* CONSEGNA A:
Ricopia integralmente il passo su Ambizione e Moralità, senza cambiare nulla.

* TESTO DI PARTENZA:
=====

Mentre l’Ambizione è una volontà  del nostro conformismo passivo, è la Cupidità di essere approvati dagli altri assoggettandoli alle nostre stesse passioni , la Moralità è invece l’ambizione del nostro conformismo attivo, è la volontà di unire a sé gli altri in amicizia che in noi è dettata dall’ Onestà, ossia dall’ esigenza, immanente alla ragione,  di comunicare la propria conoscenza intellettuale, che è quanto per Spinoza promuove  la vera vita di relazioni interumane.

=====

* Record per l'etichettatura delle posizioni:

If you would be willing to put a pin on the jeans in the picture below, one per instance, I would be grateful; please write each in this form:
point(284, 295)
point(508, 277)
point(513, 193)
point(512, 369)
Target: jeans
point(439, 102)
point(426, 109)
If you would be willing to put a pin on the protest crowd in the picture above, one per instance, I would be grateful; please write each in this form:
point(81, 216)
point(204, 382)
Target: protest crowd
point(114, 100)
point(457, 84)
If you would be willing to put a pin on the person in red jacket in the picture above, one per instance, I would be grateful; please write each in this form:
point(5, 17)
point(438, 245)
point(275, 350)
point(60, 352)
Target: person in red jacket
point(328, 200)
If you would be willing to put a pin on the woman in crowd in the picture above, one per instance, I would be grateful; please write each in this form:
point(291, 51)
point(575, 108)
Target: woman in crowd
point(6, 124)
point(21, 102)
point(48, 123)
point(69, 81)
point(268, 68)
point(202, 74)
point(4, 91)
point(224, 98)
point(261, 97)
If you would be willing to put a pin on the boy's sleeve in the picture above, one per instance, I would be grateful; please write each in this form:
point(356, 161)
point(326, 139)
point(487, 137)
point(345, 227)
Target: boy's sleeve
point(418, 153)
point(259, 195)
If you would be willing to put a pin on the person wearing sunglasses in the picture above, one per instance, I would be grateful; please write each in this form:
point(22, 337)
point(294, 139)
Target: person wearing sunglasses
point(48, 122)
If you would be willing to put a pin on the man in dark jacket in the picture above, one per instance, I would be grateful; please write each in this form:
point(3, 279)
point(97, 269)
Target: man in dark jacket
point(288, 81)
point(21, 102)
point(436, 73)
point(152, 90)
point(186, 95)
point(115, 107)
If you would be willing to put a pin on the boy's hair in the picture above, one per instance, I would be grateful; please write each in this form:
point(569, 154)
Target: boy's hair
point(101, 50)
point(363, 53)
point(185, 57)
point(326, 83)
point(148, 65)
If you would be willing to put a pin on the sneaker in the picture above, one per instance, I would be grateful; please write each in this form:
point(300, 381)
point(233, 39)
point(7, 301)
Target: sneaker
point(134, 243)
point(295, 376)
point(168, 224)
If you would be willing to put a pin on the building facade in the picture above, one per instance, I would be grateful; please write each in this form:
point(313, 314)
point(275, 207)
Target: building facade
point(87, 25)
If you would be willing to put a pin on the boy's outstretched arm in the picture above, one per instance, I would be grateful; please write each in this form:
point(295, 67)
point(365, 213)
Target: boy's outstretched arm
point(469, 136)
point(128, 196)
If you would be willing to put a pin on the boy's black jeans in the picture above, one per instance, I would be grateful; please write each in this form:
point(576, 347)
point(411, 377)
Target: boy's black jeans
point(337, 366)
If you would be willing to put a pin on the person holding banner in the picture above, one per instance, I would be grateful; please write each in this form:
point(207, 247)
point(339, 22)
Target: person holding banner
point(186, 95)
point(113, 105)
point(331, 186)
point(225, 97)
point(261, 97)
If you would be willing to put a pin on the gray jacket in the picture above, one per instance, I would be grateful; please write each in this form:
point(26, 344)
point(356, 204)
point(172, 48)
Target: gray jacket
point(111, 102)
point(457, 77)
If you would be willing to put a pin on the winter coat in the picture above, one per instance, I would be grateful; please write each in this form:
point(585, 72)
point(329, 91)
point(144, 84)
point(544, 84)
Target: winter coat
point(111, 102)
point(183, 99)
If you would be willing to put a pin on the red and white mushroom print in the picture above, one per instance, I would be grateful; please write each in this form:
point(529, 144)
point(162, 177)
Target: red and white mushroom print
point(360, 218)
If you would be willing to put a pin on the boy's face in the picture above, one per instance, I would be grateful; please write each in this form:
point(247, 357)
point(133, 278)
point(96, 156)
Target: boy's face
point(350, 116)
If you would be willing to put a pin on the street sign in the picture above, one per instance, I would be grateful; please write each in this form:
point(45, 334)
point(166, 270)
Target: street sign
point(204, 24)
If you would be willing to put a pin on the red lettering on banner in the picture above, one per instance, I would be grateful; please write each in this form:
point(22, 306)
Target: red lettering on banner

=====

* CONSEGNA B:
Nei record, riporta soltanto le righe comprese tra quella che contiene "on the gray" e quella che contiene "point(183, 99)", entrambe incluse. In queste righe sostituisci "winter coat" con "overcoat" e lascia invariato tutto il resto.

* RISPOSTA COMPLETA A:
Mentre l’Ambizione è una volontà  del nostro conformismo passivo, è la Cupidità di essere approvati dagli altri assoggettandoli alle nostre stesse passioni , la Moralità è invece l’ambizione del nostro conformismo attivo, è la volontà di unire a sé gli altri in amicizia che in noi è dettata dall’ Onestà, ossia dall’ esigenza, immanente alla ragione,  di comunicare la propria conoscenza intellettuale, che è quanto per Spinoza promuove  la vera vita di relazioni interumane.

* RISPOSTA COMPLETA B:
If you would be willing to put a pin on the gray jacket in the picture above, one per instance, I would be grateful; please write each in this form:
point(26, 344)
point(356, 204)
point(172, 48)
Target: gray jacket
point(111, 102)
point(457, 77)
If you would be willing to put a pin on the overcoat in the picture above, one per instance, I would be grateful; please write each in this form:
point(585, 72)
point(329, 91)
point(144, 84)
point(544, 84)
Target: overcoat
point(111, 102)
point(183, 99)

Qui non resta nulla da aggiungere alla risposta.